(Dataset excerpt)
━━━━━━━━━━━━━━━━━━━━━━━━━━━━━━

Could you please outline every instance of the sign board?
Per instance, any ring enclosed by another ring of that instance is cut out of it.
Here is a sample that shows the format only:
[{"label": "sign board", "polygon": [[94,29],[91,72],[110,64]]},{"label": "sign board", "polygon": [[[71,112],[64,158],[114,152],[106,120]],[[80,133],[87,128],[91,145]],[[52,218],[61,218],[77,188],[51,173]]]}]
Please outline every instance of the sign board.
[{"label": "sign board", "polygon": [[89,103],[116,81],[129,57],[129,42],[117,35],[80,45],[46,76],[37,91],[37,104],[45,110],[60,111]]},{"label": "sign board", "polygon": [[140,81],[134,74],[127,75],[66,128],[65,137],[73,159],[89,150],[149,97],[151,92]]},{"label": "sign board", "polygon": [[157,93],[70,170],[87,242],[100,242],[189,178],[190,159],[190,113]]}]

━━━━━━━━━━━━━━━━━━━━━━━━━━━━━━

Your objective:
Arrange every line of the entries above as a Markdown table with two columns, Row and Line. Number the lines in order and leave out any blank lines.

Problem solution:
| Row | Line |
|---|---|
| 1 | Could you please outline every instance of the sign board? |
| 2 | Per instance, any ring enclosed by another ring of that instance is cut out of it. |
| 3 | Here is a sample that shows the format only: |
| 4 | [{"label": "sign board", "polygon": [[94,29],[91,72],[110,64]]},{"label": "sign board", "polygon": [[[71,112],[64,158],[114,152],[106,120]],[[80,133],[87,128],[91,145]],[[52,218],[61,218],[77,188],[51,173]]]}] |
| 5 | Please outline every instance of the sign board. |
| 6 | [{"label": "sign board", "polygon": [[89,103],[116,81],[129,57],[129,42],[117,35],[80,45],[46,76],[37,91],[37,104],[45,110],[60,111]]},{"label": "sign board", "polygon": [[140,81],[134,74],[127,75],[66,128],[65,137],[73,159],[89,150],[149,97],[151,92]]},{"label": "sign board", "polygon": [[157,93],[70,170],[87,242],[100,242],[189,178],[190,159],[190,113]]}] |